Teks Dokumen:
#####

Untuk pengaturannya, pasokan listrik bakal dimulai jam 17.00 WIB.

Habis atau tidaknya nanti akan secara otomatis bakal kembali diperbaharui 400 watt.

“Jadi isi ulang itu sudah terprogram, misalnya listrik saya di meteran 400 watt, misal habis atau tidak habis besok diperbaharui kembali ke 400 watt. Memang di shelter ini semua sudah terprogram, satu kali pencet sudah dialiri listrik dengan daya yang bervariatif, dimulai jam 5 sore. Meski begitu, di jam 5 sore itu masih diberikan kesempatan bagi yang masih memiliki kelebihan listrik yang semalam belum digunakan, jadi dia bisa memanfaatkannya untuk mencuci, atau mesin air yang mau dinyalakan, nanti jam 18.00 WIB itu semua diperbaharui, satu kali tembak semua terisi lagi,” imbuhnya.

Untuk kapasitas, PLTS di Pulau Kapoposang, Desa Mattiro Ujung memiliki daya 50 kWp yang diperuntukkan guna mengaliri 117 rumah dalam satu pulau.

Sinergi ESDM, Pemerintah Desa dan Antusiasme Warga

Dalam proses pembuatannya, Kementerian ESDM, pemerintah desa serta warga saling bersinergi satu sama lain.

Berawal dari pemerintah desa yang mendorong pengusulan program yang terus diajukan melalui birokrasi.

Hingga akhirnya, Kementerian ESDM memilih satu di antara desa penerima manfaat PLTS yakni Desa Mattiro Ujung, Pulau Kapoposang.

#####

Entri Hasil Ekstraksi:
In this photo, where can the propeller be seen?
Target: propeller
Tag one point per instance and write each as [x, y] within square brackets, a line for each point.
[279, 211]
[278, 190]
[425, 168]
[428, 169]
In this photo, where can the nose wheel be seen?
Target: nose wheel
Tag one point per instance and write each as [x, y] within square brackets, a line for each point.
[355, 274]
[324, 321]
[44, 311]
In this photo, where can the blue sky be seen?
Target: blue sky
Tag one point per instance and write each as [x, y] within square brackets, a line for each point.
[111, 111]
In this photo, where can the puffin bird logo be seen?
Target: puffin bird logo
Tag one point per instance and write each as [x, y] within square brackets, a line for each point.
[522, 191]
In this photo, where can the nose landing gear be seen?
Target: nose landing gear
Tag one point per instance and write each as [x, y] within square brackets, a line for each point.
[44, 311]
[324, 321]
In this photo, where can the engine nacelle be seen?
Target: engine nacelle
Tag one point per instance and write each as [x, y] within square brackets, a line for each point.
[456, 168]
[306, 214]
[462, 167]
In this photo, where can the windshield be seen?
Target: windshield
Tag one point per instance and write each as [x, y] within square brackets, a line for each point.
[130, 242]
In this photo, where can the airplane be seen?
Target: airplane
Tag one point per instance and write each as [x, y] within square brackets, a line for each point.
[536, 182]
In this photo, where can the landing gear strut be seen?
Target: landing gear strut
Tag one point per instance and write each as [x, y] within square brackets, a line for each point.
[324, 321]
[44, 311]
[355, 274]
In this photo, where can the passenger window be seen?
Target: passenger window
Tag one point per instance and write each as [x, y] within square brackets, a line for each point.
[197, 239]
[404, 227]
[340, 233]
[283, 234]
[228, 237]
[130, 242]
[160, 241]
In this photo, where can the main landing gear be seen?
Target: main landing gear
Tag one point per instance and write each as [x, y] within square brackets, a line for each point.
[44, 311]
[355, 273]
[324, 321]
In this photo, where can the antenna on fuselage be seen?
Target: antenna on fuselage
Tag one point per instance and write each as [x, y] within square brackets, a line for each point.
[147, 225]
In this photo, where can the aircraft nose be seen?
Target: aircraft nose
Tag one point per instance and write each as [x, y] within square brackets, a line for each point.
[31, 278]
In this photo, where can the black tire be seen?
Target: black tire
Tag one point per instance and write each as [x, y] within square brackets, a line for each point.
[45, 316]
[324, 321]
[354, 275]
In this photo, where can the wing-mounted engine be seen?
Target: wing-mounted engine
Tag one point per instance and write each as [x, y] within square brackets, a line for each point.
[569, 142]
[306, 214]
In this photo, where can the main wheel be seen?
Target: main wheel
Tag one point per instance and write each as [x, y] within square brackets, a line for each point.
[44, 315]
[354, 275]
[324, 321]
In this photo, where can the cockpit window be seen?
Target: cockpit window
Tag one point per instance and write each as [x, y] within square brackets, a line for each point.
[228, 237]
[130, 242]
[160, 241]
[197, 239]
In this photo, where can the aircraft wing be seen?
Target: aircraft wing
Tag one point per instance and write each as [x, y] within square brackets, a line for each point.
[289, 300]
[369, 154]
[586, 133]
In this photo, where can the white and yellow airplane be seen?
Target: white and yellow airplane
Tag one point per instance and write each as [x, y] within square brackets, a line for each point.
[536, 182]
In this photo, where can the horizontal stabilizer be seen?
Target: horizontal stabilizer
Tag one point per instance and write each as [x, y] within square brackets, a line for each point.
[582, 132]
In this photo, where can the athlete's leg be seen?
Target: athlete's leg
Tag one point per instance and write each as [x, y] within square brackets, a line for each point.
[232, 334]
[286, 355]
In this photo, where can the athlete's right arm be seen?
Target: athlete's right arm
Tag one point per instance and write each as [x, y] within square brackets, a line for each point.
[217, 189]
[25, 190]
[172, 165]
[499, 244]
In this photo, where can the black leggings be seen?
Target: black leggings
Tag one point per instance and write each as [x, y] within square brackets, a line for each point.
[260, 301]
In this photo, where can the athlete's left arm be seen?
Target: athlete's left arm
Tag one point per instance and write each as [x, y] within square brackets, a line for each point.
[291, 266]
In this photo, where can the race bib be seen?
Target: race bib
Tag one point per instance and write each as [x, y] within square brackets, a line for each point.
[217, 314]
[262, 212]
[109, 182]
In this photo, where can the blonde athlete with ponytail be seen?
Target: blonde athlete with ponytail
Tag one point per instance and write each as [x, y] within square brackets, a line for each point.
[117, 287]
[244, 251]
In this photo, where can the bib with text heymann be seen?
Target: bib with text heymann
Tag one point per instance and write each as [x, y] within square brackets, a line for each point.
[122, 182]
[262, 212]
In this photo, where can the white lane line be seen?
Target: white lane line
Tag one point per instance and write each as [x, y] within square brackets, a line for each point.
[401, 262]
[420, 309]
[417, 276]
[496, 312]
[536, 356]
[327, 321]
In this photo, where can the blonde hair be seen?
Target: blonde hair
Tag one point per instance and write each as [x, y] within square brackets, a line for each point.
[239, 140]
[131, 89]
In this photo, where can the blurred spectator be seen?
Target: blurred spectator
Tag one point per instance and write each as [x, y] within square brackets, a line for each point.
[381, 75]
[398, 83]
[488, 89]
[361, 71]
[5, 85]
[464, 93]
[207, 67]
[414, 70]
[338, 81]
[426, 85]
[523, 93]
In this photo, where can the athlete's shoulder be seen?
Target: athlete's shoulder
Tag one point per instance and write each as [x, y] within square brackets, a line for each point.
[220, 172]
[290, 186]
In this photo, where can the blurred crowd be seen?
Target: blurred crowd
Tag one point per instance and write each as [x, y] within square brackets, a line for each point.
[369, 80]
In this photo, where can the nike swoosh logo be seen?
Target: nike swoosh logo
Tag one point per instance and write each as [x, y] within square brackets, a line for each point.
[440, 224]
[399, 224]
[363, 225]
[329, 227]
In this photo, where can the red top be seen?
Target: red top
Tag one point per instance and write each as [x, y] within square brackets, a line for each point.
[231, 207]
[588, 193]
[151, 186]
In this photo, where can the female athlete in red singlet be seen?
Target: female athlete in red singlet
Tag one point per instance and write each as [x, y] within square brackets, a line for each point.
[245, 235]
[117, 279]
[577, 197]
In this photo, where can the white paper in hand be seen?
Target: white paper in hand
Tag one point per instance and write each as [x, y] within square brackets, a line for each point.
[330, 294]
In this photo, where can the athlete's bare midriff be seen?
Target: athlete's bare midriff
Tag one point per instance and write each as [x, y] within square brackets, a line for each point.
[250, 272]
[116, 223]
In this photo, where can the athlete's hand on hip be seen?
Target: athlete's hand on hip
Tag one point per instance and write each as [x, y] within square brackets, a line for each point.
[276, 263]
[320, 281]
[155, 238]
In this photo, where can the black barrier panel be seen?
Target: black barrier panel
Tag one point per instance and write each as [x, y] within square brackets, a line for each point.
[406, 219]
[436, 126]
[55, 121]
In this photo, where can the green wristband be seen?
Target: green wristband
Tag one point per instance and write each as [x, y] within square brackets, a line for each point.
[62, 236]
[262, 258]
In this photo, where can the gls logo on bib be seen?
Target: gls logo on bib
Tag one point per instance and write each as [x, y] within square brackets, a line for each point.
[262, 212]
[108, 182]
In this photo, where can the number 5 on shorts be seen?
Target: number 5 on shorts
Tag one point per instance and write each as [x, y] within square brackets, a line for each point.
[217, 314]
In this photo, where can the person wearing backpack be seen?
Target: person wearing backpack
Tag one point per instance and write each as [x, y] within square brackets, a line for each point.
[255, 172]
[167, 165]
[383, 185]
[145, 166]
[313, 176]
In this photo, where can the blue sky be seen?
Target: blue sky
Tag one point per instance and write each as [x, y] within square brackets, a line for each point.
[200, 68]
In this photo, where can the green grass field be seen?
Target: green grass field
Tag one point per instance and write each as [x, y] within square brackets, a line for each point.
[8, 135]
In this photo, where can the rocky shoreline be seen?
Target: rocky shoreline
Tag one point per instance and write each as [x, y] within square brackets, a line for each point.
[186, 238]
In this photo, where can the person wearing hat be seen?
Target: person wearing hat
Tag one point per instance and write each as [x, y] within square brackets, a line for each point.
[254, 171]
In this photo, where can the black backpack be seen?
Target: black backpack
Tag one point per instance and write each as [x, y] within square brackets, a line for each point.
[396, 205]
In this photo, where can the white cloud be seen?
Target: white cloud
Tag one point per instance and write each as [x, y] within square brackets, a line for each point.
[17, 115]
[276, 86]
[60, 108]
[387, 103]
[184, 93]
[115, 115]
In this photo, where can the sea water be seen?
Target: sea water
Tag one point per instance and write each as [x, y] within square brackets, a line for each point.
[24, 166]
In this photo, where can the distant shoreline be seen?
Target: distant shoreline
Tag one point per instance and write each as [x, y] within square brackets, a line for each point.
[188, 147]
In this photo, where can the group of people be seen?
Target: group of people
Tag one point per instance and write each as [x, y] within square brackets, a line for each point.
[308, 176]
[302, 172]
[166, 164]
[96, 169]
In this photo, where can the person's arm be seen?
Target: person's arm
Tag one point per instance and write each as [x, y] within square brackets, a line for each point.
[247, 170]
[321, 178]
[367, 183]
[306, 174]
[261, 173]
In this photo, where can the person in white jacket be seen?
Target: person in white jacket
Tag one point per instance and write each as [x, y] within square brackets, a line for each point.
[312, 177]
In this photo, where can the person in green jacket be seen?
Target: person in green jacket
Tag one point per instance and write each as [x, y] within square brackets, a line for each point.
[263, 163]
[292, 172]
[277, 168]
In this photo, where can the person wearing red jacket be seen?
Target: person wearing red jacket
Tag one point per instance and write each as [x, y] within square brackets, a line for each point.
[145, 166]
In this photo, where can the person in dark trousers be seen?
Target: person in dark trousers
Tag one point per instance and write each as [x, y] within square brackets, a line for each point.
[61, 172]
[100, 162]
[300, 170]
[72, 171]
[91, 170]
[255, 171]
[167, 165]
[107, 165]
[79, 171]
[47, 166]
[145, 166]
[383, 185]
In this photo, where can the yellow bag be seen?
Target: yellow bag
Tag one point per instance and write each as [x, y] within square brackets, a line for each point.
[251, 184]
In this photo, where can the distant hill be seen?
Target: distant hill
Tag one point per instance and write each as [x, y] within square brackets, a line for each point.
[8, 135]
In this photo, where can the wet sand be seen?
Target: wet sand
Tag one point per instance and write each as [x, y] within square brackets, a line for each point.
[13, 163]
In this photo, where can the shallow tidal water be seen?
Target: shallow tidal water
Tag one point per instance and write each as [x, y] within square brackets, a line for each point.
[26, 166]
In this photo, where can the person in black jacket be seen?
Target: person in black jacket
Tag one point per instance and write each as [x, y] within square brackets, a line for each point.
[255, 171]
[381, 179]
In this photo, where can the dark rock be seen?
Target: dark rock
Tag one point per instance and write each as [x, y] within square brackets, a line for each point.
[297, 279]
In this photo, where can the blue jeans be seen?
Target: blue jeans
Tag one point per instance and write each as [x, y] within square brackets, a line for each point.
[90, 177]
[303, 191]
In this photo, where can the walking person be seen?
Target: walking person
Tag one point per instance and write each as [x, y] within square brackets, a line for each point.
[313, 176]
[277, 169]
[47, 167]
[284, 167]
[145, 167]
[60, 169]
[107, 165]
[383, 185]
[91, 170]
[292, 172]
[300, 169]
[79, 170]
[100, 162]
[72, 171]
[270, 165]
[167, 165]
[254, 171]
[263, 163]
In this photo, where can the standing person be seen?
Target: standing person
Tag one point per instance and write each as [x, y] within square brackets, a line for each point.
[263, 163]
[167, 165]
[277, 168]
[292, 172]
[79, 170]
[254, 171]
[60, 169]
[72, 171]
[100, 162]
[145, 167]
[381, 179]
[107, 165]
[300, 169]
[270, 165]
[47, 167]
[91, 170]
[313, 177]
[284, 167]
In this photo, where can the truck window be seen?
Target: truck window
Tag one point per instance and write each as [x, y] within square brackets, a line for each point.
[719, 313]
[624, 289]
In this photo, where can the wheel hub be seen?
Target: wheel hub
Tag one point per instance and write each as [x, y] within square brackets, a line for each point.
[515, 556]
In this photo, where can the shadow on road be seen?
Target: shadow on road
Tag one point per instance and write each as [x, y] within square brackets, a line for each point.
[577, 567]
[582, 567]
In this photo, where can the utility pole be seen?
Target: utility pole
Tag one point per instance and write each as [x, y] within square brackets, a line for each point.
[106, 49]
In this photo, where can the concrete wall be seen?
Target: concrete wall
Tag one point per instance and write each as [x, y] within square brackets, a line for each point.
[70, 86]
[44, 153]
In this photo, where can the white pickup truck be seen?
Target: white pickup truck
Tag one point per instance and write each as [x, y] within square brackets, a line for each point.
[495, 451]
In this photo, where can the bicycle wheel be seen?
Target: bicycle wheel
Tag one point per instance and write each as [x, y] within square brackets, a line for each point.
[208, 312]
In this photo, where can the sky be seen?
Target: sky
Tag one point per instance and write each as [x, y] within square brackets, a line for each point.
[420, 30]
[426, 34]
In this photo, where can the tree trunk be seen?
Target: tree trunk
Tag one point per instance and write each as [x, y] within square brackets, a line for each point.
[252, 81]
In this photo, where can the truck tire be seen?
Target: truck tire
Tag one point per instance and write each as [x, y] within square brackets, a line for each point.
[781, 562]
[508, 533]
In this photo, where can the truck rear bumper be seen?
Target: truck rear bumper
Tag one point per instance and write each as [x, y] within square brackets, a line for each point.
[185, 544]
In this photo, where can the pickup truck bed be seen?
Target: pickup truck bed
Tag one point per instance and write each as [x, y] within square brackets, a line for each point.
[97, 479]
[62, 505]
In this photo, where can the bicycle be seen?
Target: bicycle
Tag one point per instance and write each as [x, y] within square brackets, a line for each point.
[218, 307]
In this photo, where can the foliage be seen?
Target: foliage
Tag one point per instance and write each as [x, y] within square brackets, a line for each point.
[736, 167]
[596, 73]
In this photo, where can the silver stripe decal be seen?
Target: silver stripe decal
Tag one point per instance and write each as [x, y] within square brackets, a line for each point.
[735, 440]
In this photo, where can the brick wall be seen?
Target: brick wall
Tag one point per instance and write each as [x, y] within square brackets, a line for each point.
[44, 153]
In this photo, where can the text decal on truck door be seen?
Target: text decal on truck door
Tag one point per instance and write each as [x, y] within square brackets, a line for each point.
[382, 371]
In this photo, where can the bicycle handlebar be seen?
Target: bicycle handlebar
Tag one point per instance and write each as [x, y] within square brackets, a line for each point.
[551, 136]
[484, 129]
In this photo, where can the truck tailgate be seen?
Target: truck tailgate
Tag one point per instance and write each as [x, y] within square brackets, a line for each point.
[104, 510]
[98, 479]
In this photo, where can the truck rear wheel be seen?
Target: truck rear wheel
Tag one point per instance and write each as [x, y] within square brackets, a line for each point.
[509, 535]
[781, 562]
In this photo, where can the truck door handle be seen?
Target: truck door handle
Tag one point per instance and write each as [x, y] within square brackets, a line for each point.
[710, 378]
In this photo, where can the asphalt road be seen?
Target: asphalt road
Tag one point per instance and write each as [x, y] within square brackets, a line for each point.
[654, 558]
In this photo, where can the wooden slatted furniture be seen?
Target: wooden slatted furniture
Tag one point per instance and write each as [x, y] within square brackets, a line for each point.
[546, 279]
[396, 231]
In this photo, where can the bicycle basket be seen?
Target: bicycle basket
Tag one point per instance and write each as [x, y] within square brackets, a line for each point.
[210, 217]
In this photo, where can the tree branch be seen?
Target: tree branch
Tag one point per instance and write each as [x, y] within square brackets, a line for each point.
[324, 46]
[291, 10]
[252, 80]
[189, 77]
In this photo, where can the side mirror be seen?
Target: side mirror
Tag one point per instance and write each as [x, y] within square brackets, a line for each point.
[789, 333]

#####

Soal dan Tugas:
(1) Kembalikan bagian teks tentang PLTS di Pulau Kapoposang yang dibuka dengan kata-kata "Dalam proses pembuatannya, Kementerian" dan ditutup dengan "Ujung, Pulau Kapoposang.", tanpa mengubah satu huruf pun.
(2) Salin setiap baris entri yang memuat kata "landing". Perhatikan huruf besar dan kecil.
Teks dan entri adalah dua bahan yang berdiri sendiri.

Jawaban Latihan:
(1)
Dalam proses pembuatannya, Kementerian ESDM, pemerintah desa serta warga saling bersinergi satu sama lain.

Berawal dari pemerintah desa yang mendorong pengusulan program yang terus diajukan melalui birokrasi.

Hingga akhirnya, Kementerian ESDM memilih satu di antara desa penerima manfaat PLTS yakni Desa Mattiro Ujung, Pulau Kapoposang.

(2)
In this photo, where can the nose landing gear be seen?
Target: nose landing gear
In this photo, where can the landing gear strut be seen?
Target: landing gear strut
In this photo, where can the main landing gear be seen?
Target: main landing gear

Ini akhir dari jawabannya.